• Work to complete: Of all the entries below, only the lines from the one with "Query: flower garland" up to and including the one with "Q: Point to every instance of the red tiled" are to be duplicated exactly.

[Image point grounding data]

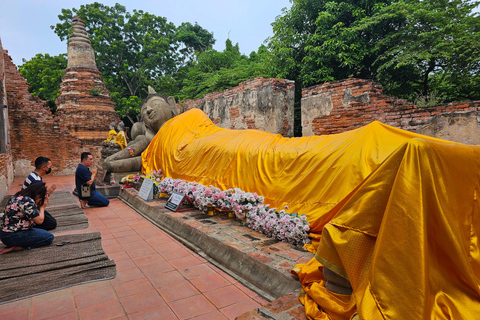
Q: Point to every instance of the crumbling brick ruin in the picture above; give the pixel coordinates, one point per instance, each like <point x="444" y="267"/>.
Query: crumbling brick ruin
<point x="35" y="131"/>
<point x="345" y="105"/>
<point x="84" y="103"/>
<point x="259" y="103"/>
<point x="6" y="159"/>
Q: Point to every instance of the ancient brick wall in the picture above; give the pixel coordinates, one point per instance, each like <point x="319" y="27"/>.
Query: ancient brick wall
<point x="6" y="163"/>
<point x="259" y="103"/>
<point x="348" y="104"/>
<point x="35" y="131"/>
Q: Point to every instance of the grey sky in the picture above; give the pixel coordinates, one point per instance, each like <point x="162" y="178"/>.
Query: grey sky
<point x="25" y="24"/>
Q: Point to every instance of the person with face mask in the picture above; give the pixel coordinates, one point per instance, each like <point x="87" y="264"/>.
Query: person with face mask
<point x="43" y="166"/>
<point x="24" y="212"/>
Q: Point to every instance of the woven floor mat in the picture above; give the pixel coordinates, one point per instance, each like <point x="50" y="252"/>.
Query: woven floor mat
<point x="80" y="259"/>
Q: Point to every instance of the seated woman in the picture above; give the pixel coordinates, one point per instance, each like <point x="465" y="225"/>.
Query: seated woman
<point x="25" y="209"/>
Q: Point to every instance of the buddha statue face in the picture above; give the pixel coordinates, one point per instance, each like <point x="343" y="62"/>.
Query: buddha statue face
<point x="155" y="112"/>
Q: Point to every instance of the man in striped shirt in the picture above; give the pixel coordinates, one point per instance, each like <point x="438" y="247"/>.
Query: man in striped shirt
<point x="43" y="166"/>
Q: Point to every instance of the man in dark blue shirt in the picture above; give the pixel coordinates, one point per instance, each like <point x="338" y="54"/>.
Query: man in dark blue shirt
<point x="43" y="166"/>
<point x="83" y="175"/>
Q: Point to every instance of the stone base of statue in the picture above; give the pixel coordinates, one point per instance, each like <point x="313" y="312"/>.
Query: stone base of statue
<point x="109" y="190"/>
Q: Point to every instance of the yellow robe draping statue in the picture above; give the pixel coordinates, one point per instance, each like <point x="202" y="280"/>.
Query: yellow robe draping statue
<point x="111" y="136"/>
<point x="394" y="212"/>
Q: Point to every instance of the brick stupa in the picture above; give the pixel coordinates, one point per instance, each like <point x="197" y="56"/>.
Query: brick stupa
<point x="84" y="103"/>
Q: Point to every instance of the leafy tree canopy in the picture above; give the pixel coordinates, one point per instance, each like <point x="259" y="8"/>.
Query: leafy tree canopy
<point x="217" y="71"/>
<point x="134" y="50"/>
<point x="44" y="74"/>
<point x="409" y="46"/>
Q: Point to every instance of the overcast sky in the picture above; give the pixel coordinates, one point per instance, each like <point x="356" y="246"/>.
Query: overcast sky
<point x="25" y="24"/>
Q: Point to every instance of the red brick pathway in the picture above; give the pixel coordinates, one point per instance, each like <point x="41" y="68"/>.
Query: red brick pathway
<point x="157" y="277"/>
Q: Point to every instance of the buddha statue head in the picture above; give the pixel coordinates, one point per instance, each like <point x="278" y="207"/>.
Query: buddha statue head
<point x="121" y="126"/>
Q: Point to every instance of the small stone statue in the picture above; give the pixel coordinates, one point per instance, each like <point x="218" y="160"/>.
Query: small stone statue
<point x="155" y="111"/>
<point x="121" y="139"/>
<point x="112" y="133"/>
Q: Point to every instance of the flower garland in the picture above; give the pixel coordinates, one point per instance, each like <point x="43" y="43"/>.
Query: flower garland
<point x="280" y="225"/>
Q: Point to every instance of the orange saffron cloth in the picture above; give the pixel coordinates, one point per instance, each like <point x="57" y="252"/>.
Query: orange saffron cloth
<point x="394" y="212"/>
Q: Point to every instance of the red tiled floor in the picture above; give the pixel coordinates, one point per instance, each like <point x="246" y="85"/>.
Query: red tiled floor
<point x="93" y="297"/>
<point x="16" y="314"/>
<point x="157" y="277"/>
<point x="133" y="287"/>
<point x="142" y="301"/>
<point x="106" y="311"/>
<point x="225" y="296"/>
<point x="158" y="313"/>
<point x="197" y="271"/>
<point x="216" y="315"/>
<point x="239" y="308"/>
<point x="178" y="290"/>
<point x="51" y="308"/>
<point x="209" y="282"/>
<point x="192" y="306"/>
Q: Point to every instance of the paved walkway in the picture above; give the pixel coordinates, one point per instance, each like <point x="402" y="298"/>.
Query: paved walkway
<point x="157" y="277"/>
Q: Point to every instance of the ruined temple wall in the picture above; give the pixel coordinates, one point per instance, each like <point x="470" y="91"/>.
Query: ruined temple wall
<point x="351" y="103"/>
<point x="259" y="103"/>
<point x="35" y="131"/>
<point x="6" y="163"/>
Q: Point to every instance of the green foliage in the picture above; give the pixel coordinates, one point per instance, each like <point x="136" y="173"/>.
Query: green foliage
<point x="44" y="74"/>
<point x="433" y="45"/>
<point x="95" y="91"/>
<point x="431" y="100"/>
<point x="409" y="46"/>
<point x="217" y="71"/>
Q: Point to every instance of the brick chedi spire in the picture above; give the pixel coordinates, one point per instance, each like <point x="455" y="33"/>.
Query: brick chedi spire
<point x="84" y="103"/>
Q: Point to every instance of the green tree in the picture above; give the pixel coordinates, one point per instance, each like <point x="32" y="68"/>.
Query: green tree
<point x="133" y="50"/>
<point x="44" y="74"/>
<point x="434" y="47"/>
<point x="410" y="46"/>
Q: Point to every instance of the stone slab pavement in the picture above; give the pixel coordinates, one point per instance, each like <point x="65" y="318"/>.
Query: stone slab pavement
<point x="157" y="276"/>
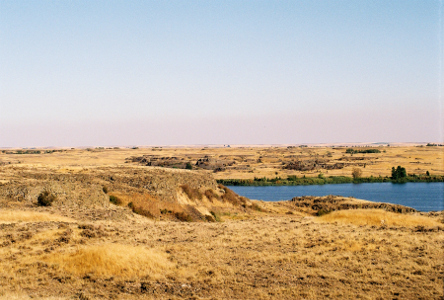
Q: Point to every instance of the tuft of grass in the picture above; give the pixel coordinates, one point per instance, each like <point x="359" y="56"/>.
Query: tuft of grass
<point x="190" y="192"/>
<point x="210" y="194"/>
<point x="111" y="260"/>
<point x="45" y="199"/>
<point x="115" y="200"/>
<point x="322" y="212"/>
<point x="377" y="217"/>
<point x="232" y="197"/>
<point x="215" y="216"/>
<point x="256" y="207"/>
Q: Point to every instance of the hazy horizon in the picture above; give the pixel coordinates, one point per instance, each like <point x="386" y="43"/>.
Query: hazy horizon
<point x="234" y="72"/>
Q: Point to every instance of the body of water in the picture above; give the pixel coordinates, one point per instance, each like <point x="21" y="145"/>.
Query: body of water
<point x="422" y="196"/>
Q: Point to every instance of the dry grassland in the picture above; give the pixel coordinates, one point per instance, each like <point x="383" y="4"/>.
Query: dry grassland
<point x="260" y="251"/>
<point x="378" y="217"/>
<point x="259" y="256"/>
<point x="249" y="162"/>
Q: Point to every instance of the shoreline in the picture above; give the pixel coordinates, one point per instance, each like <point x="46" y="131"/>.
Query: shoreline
<point x="295" y="181"/>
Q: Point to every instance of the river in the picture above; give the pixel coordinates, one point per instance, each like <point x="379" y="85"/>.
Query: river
<point x="422" y="196"/>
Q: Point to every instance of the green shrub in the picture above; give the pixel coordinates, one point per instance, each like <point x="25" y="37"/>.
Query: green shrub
<point x="115" y="200"/>
<point x="322" y="212"/>
<point x="45" y="199"/>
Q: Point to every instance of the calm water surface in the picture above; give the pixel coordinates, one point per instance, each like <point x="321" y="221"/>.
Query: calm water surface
<point x="421" y="196"/>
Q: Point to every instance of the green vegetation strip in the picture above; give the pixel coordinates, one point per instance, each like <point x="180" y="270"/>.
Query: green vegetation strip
<point x="293" y="180"/>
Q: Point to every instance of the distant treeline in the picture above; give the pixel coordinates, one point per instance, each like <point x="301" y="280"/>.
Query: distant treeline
<point x="293" y="180"/>
<point x="31" y="151"/>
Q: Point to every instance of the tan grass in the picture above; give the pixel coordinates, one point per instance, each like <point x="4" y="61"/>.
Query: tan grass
<point x="12" y="216"/>
<point x="377" y="217"/>
<point x="114" y="260"/>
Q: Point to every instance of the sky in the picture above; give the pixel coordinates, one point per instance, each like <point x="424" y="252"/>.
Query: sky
<point x="115" y="73"/>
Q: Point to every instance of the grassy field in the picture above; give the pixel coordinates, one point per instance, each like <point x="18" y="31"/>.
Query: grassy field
<point x="85" y="246"/>
<point x="247" y="162"/>
<point x="263" y="255"/>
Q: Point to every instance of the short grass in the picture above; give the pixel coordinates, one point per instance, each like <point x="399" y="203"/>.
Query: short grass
<point x="113" y="260"/>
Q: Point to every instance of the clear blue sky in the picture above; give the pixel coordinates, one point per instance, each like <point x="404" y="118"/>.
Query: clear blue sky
<point x="77" y="73"/>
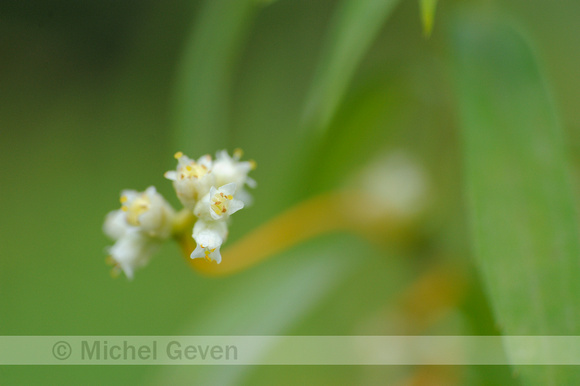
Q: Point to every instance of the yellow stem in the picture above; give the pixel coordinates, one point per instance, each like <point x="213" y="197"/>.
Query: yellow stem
<point x="316" y="216"/>
<point x="326" y="213"/>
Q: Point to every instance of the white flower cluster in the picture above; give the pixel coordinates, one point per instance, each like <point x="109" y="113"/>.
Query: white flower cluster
<point x="139" y="227"/>
<point x="212" y="190"/>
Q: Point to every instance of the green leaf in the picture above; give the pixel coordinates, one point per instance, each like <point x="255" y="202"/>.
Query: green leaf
<point x="201" y="89"/>
<point x="427" y="15"/>
<point x="520" y="197"/>
<point x="268" y="300"/>
<point x="353" y="28"/>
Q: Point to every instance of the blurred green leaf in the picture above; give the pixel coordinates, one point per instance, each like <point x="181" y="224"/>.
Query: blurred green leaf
<point x="282" y="293"/>
<point x="522" y="211"/>
<point x="427" y="15"/>
<point x="204" y="75"/>
<point x="353" y="28"/>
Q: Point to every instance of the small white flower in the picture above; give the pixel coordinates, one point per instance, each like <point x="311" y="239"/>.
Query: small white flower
<point x="218" y="204"/>
<point x="209" y="236"/>
<point x="143" y="222"/>
<point x="132" y="251"/>
<point x="148" y="211"/>
<point x="192" y="179"/>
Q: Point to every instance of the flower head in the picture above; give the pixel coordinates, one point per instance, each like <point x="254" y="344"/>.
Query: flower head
<point x="138" y="228"/>
<point x="209" y="237"/>
<point x="219" y="203"/>
<point x="192" y="179"/>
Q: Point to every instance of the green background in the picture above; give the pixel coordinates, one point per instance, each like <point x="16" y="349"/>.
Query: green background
<point x="95" y="97"/>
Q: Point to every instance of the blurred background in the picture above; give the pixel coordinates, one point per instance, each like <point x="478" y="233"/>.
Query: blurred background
<point x="96" y="97"/>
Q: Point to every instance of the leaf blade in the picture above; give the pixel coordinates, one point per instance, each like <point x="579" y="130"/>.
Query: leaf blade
<point x="524" y="219"/>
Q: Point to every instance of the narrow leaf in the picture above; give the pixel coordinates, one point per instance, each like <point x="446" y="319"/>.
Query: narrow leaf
<point x="354" y="26"/>
<point x="427" y="15"/>
<point x="203" y="79"/>
<point x="521" y="204"/>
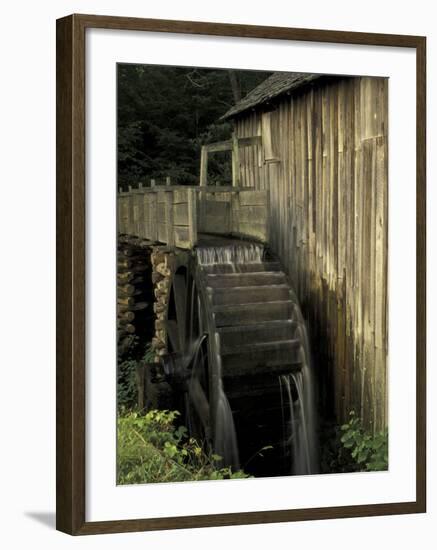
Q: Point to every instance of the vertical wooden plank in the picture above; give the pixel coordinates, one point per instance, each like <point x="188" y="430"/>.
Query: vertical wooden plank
<point x="192" y="217"/>
<point x="235" y="161"/>
<point x="169" y="217"/>
<point x="153" y="218"/>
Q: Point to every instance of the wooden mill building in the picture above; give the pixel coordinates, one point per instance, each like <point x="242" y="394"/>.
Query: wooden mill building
<point x="322" y="158"/>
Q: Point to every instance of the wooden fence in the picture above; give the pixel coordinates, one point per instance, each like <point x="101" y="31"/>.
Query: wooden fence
<point x="176" y="215"/>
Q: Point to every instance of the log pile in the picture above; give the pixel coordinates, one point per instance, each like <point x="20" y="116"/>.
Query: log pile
<point x="133" y="291"/>
<point x="161" y="278"/>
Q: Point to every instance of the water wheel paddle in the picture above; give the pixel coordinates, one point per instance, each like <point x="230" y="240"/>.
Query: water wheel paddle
<point x="234" y="328"/>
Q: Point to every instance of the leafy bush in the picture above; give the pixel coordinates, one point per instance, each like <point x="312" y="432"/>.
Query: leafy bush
<point x="369" y="451"/>
<point x="127" y="384"/>
<point x="152" y="448"/>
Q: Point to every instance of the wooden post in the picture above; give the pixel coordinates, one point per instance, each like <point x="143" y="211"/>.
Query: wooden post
<point x="204" y="166"/>
<point x="235" y="162"/>
<point x="192" y="217"/>
<point x="169" y="217"/>
<point x="203" y="183"/>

• Output for this exercise:
Query: flower garland
<point x="280" y="225"/>
Q: Point to every instance of the orange saffron cloth in the picture above; give the pixel coordinates, one point per instance, each like <point x="57" y="252"/>.
Query: orange saffron cloth
<point x="394" y="212"/>
Q: Point to every instance of the red tiled floor in the picture above; give the pixel coordinates, one point per instance, each like <point x="246" y="85"/>.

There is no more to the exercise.